_Material to process_
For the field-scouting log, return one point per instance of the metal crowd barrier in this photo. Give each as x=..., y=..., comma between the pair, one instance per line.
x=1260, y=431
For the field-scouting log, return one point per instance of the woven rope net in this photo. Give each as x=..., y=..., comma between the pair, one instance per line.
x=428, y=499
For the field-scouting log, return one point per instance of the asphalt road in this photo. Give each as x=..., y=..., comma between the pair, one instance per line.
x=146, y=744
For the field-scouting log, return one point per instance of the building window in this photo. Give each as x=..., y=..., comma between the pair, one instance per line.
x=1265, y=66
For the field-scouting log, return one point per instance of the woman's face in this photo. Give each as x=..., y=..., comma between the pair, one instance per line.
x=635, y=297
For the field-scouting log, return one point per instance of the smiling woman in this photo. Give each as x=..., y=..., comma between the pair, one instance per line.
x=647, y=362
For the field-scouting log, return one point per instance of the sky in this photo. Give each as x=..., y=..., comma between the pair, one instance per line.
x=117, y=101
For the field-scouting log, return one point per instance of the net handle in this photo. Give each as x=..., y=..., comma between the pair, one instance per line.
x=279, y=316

_What you have to do_
Print the material exactly. Include every line.

_Reply to the exercise_
For the field-scouting log, return one point per instance of the metal crowd barrier in this photo. Give each as x=..., y=..., comma between the pair, one instance per line.
x=1260, y=431
For the field-scouting log, return one point per instance of the woven rope net in this photo. Give each as x=..., y=..., comma between the pair, one instance per line.
x=428, y=499
For the field-scouting log, return one point per instance of the asphalt road in this photo. Give each as x=..., y=..., comma between the pair, one instance per line.
x=146, y=744
For the field-scouting log, return one point per instance of the building window in this photo. Give each as x=..., y=..., comma between the pair, one instance per line.
x=1265, y=66
For the field-scouting log, return one point per instance of the woman's face in this photo. Give each as x=..., y=..., comma between the pair, one instance per line.
x=635, y=297
For the field-scouting log, return one point per instance of the smiling woman in this photo. Give each as x=..., y=..., comma between the pair, one instance per line.
x=647, y=362
For the field-scouting log, return one point per instance of the sky in this photo. Give each as x=..., y=..., comma between the pair, one instance per line.
x=117, y=101
For the field-scouting log, return one point per instance of the net handle in this photo. Give each as x=..., y=..., comma between the pair, one instance per line.
x=279, y=316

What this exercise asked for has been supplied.